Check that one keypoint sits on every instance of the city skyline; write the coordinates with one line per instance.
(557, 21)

________________

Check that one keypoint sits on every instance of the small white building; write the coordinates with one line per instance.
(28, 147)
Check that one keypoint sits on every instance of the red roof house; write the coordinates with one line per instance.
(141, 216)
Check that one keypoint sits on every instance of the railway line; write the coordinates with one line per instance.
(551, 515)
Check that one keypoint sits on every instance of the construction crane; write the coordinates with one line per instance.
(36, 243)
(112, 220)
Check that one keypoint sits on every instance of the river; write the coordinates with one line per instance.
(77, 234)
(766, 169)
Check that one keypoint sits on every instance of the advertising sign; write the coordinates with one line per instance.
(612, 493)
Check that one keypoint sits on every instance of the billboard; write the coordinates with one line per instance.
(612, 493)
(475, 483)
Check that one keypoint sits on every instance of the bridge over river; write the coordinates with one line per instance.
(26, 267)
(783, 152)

________________

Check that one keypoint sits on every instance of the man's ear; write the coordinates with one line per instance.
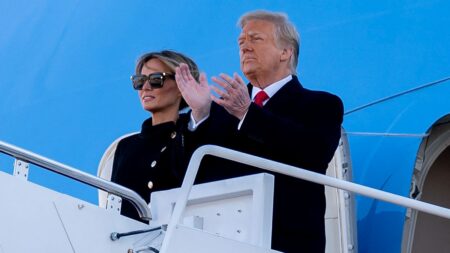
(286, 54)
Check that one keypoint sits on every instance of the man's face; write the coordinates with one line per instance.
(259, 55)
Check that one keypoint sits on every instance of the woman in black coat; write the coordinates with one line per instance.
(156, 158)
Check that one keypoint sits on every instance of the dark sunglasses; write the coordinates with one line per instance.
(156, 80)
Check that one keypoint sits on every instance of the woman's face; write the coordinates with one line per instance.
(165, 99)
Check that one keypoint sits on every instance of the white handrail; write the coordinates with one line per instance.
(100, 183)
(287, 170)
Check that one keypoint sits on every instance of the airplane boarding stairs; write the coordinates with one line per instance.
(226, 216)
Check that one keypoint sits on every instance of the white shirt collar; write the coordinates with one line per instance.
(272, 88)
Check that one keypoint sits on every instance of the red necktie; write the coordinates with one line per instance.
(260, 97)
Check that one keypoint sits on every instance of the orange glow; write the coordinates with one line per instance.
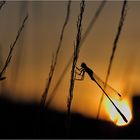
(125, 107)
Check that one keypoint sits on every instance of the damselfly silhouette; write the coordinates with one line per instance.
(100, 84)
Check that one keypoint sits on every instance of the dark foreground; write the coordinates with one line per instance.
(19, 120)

________________

Goal of the exercise: List every line of the data above that contains the word "river".

Answer below:
Check that one keypoint sits on every instance of the river; write the coordinates with one line per instance.
Check that one keypoint sits on every instance of the bridge over river; write the coordinates with one line per instance.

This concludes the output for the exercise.